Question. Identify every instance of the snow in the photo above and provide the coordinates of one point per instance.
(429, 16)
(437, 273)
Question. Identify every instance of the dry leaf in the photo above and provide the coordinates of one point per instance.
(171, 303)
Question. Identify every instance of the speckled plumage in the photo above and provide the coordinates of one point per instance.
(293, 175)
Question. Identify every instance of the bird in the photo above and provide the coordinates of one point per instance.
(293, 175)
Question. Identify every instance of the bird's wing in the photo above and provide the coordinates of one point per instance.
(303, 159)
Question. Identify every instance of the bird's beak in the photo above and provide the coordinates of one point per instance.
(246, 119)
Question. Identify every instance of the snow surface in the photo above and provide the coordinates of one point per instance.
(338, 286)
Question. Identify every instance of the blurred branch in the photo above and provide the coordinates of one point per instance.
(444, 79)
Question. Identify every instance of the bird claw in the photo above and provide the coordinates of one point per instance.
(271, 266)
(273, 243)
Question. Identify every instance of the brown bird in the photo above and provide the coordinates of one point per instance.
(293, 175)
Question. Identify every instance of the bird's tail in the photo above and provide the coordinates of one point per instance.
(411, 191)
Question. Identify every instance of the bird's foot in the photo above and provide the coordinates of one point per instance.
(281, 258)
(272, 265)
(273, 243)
────────
◆ **To do**
Write out every entry above again, line for line, with no changes and in the same order.

◆ **Full solution**
Question. Identify every instance of the snow in the photo above and provide the coordinates of one point per instance.
(429, 16)
(437, 273)
Question. Identify every instance of the dry leaf in the photo above and provide the coordinates of one point per instance.
(171, 303)
Question. Identify every instance of the speckled plumage in the photo above and provide the coordinates of one point per instance.
(293, 175)
Question. Identify every instance of the bird in the photo above and provide the coordinates of one point per instance.
(293, 175)
Question. Identify every instance of the bird's wing in the photo above and provide the coordinates of one point per instance.
(303, 159)
Question. Identify every instance of the bird's beak in the photo above and provide the coordinates of one point per instance.
(246, 119)
Question. Identify every instance of the snow surface in the photo above and provide the coordinates of one point per instance.
(338, 286)
Question. Identify every instance of the blurred branch in the photo above and provide the coordinates of one point per instance.
(444, 79)
Question. Identify every instance of the bird claw in the photo above and provide the coordinates of one point per instance.
(271, 266)
(273, 243)
Question. Identify every instance of the brown bird in the photo above and provide the coordinates of one point per instance.
(293, 175)
Question. Identify every instance of the bird's tail in the photo above and provide the coordinates of one point per instance.
(411, 191)
Question. Identify every instance of the bird's foot in the photo above and provide the coordinates of one point per instance.
(281, 258)
(272, 265)
(273, 243)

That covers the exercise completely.